* WHAT IS ASKED: Rewrite the records below, swapping every "Give the box" for "Provide the bounding box" and leaving all other text unchanged.

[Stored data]
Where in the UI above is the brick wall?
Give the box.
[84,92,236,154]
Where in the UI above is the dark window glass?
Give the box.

* TASK RESULT:
Where in the UI above is the brick wall?
Provide the bounding box.
[84,92,236,154]
Where in the UI above is the dark window glass?
Provide the bounding box.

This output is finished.